**WORK INSTRUCTIONS:**
1. Decide whether each of the following statements agrees with the ALSA buffers and periods email, and answer yes or no with the deciding words from the email quoted exactly. (a) A period is a smaller chunk inside the buffer. (b) On i386, a single DMA transfer can be longer than 4KiB. (c) Buffer size always equals period count times period size.
2. Give a continuation of the ALSA buffers and periods email, starting right after its final formula.

**SELECTED PASSAGE:**
From: Manuel Jander <manuel.jander@usm.cl>
To: Davy Durham <pubaddr@davyandbeth.com>
Cc: alsa-devel <alsa-devel@lists.sourceforge.net>
Subject: Re: buffers, periods, cycles.. oh my!
Date: Sun, 29 Aug 2004 12:50:32 -0400 [thread overview]
Message-ID: <1093798231.2100.47.camel@localhost> (raw)
In-Reply-To: <41311E7B.4020608@davyandbeth.com>
Hi,
On Sat, 2004-08-28 at 20:08, Davy Durham wrote:
> I just wish this stuff was documented somewhere...
>
> Ok, so periods are different than buffers.
Yes. With buffer in ALSA semantic, its the entire memory area where
audio data is being buffered for DMA a transfer. A period is a subbuffer
(a smaller chunk) inside of this buffer.
Why use subdivisions of the buffer (why use periods) ?
- As soon as a DMA transfer has been started, we can't touch the buffer
anymore. Using periods for various smaller DMA transfer, we know which
portion of the buffer is the one that can't be touched, so we can still
work on the others for processing, data copy, application interaction
etc.
- A single DMA transfer can't be any longer than 4KiB (i386), due to
nonlinear physical to logical memory address mappings. Using periods,
the entire buffer can be larger than 4KiB, by concatenating many
periods. We need to program each DMA tranfer for each period, thought.
- Setting up a DMA transaction on a soundcard takes some time, so if we
use one single chunk for DMA, while we are programming a new DMA
transfer, we would get a underrun. Even if the card has a fifo, it won't
last long enough. If we use several subbuffers, DMA transfer can be
programmed ahead of time, while another DMA transfer is still running.
Some remarks:
- Depending on the hardware capabilities of a particular soundcard:
buffer size == period count * period size
is NOT necessarily true. Because not all periods are necessarily the
same size. Usually the last one will be the odd sized period to fit into
the buffer. Many soundcards need this relation to be true, and ALSA
ensures that such restrictions are met.
The following expresion would be correct in any case:
buffer_size == sum(period_size[i], 1, period_count)

**MATERIAL PROVIDED:**
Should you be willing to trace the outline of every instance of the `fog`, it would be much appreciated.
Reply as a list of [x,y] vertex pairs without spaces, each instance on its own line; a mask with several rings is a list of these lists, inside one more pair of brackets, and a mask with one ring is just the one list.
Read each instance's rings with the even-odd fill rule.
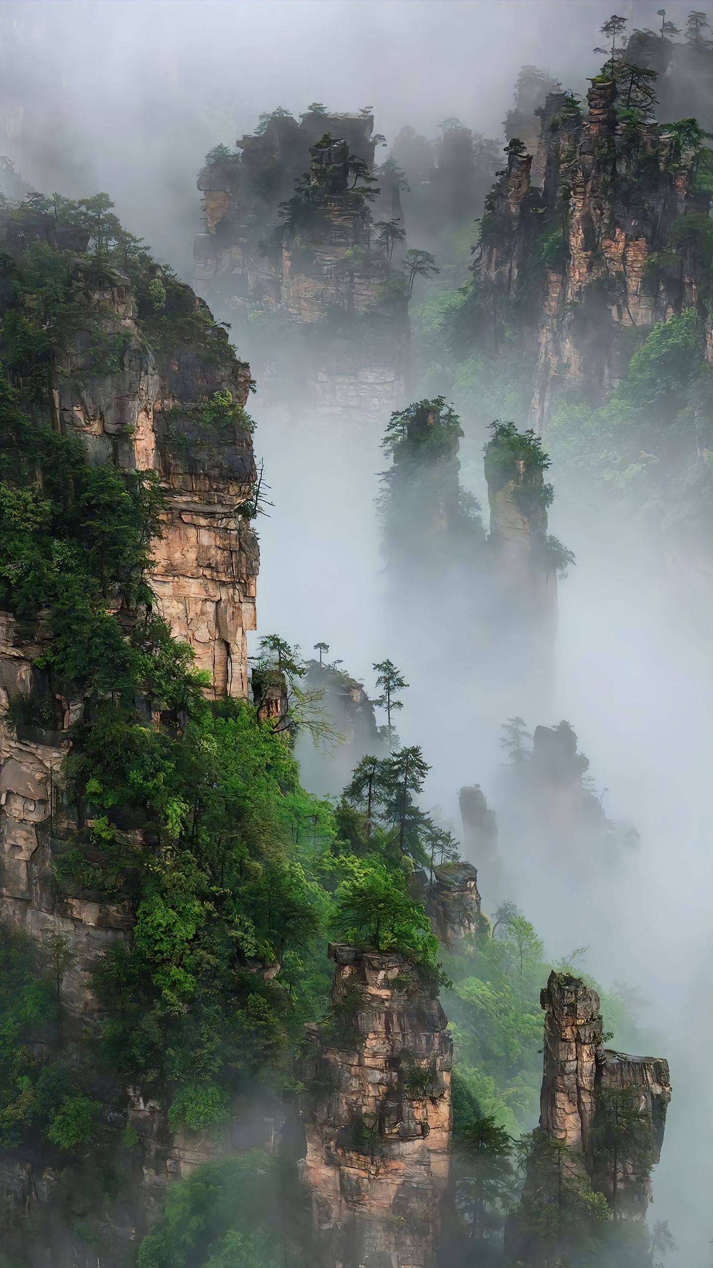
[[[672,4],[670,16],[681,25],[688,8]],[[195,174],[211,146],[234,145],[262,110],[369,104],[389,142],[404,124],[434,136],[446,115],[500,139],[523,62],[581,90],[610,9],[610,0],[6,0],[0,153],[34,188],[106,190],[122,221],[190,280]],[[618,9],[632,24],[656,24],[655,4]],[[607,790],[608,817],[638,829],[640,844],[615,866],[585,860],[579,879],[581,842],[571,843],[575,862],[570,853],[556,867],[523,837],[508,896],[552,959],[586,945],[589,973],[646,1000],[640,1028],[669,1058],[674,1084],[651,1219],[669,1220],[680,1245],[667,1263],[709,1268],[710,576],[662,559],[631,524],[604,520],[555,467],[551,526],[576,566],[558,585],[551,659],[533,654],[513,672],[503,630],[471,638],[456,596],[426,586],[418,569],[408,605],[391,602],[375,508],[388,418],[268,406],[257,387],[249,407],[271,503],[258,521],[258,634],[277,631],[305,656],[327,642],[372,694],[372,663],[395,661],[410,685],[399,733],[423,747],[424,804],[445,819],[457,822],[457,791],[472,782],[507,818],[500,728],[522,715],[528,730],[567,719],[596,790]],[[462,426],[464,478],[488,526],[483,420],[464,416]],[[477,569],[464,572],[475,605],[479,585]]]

**PER-TASK ANSWERS:**
1.
(a) Yes: "A period is a subbuffer (a smaller chunk) inside of this buffer."
(b) No: "A single DMA transfer can't be any longer than 4KiB (i386)"
(c) No: "buffer size == period count * period size is NOT necessarily true."

2.
Just as a comment, some soundcards emulate more periods than they really
support in hardware. This needs a little bit more computations at the
interrupt handler, but it still allows the usage of bigger buffers.
> I can set the period size and the number of periods. And then separate
> from that seems to be setting a buffer size/time.
ALSA provides different ways for selecting a specific period
count/period size/buffer size combination. They depend on each other.
If you really only care about how much time the buffer lasts (max time
you have to deliver new data), then just use a time based buffer setup.
In that case, you probably don care about how many periods and their
size.
You have to take into account that:
- The applicaction asks for some parameters. Unspecified parameters are
choosen by ALSA.
- The soundcard imposes some restrictions. These can be simple size
restriction, upto very complex ones (only allowing certain set of
values).
- The ALSA lib has to find an intersection between the app requirements
and the soundcard. If it does not find it, well, maybe Takashi or
Jaroslav can explain better than I what happens :). Somehow ALSA deals
with that, not necesarily in a successful manner.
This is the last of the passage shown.